◆ **Activity list**:
(1) In the piece on virtuous reading below, condense the paragraph beginning "We acknowledge our prior commitments" into a shorter version that keeps its main facts.
(2) Write the next part of the piece on virtuous reading shown below, picking up right after its final sentence.

◆ **Text block**:
========================================
Friday, July 01, 2011

A Virtuous Reader

CWK

1. Love
           In, reading we encounter the other. When we read the Gospel of Mark, for example, we don’t simply encounter ourselves, and so become authors. Mark is, or should be, speaking. In the end, being willing to encounter the other is a matter of loving our neighbor by not silencing them. It is also a matter of doing to Mark what we would have done to us. Herein lies the universal ethic of readers: read as you would like to be read. In this sense, “the necessary condition of good reading is to get ourselves out of the way,” as C.S. Lewis put it. We may to Mark and use it for our own purposes, to support our agenda, and so we must get ourselves out of the way and receive what Mark has written.

2.  Just
            We acknowledge our prior commitments. We acknowledge we ALL have a point of view, a perspective, a way of seeing. This may mean we have biases; if so, we need to lay them on the table -- or else, be guilty of being a prejudiced reader. We know as we read Mark that we are not “entirely disinterested.” 

3. Hospitable
            We strive to be receptive when and where we find good. This is a matter of hospitality, of being considerate. I must be willing to hear what Mark has to say and give him a fair hearing: even if he contradicts my views. 

4. Attentive
          This means looking for details.
========================================
(Items from a data source)
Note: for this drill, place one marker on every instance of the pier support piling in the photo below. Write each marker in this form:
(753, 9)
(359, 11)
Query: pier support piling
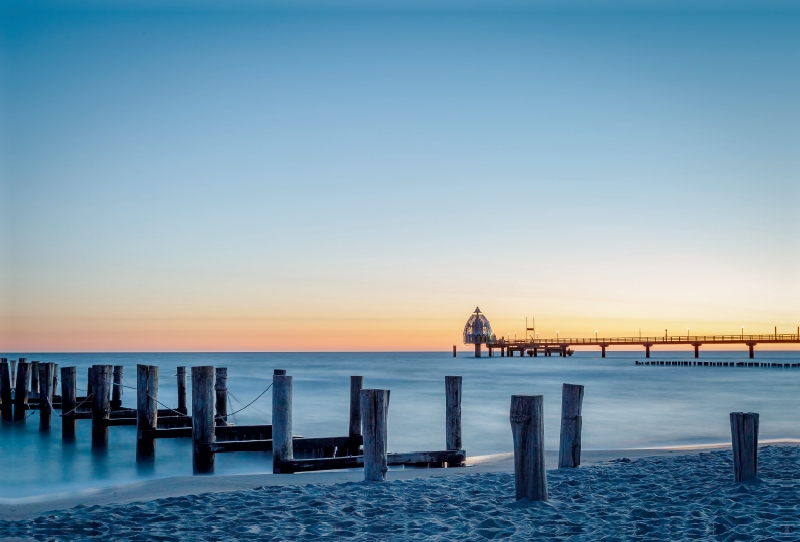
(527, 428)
========================================
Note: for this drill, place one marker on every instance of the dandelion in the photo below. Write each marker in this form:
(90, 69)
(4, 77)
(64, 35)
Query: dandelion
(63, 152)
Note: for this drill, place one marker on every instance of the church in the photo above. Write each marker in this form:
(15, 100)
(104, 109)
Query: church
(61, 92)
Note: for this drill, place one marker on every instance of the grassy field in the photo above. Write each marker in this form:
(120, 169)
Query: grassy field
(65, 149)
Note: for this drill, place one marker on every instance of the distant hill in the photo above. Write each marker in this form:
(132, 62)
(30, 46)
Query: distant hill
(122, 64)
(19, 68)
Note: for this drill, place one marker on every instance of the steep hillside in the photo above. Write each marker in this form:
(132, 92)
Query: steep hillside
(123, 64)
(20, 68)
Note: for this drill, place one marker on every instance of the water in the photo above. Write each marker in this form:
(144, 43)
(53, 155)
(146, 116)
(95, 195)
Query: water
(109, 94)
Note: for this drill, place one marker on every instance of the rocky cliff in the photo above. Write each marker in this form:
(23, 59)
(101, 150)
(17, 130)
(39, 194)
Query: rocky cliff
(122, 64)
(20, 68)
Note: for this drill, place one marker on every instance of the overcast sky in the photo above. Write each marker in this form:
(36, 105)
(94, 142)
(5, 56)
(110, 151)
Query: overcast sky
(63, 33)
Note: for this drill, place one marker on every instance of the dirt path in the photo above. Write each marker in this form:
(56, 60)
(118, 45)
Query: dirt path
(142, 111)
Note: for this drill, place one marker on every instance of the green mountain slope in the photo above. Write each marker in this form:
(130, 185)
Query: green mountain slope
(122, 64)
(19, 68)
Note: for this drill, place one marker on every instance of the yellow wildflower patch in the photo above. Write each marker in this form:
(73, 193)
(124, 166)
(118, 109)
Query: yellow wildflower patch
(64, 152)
========================================
◆ **Activity answers**:
(1) We admit our prior commitments and that everyone has a point of view. Any biases must be laid on the table, or we are guilty of being prejudiced readers. When reading Mark, we know we are not "entirely disinterested."

(2)
5. Obedience
           We must be obedient to the author: obedient in the sense that we adopt the appropriate genre. It would be wrong to read Mark as poetry, or as if it as a were a letter of the apostle Paul. Mark is a historical narrative,  “a mix of Jewish history and Roman Biography." But Mark is also “within a unity of a higher order.” It is part of a larger canon. This is helpful when we get to difficult passages in Mark because it allows us to go elsewhere in the cannon to find answers. It is also within the cannon that much of Mark is interpreted. 
6. Proactivity
This is the commitment "to be answerable to the text" while taking pains to be hospitable. When Kevin Vanhoozer suggests we be answerable to the text he means that we must resist the temptation to mold a text into our own presuppositions. We must take the text, as it stands, and stand against ourselves when we do otherwise.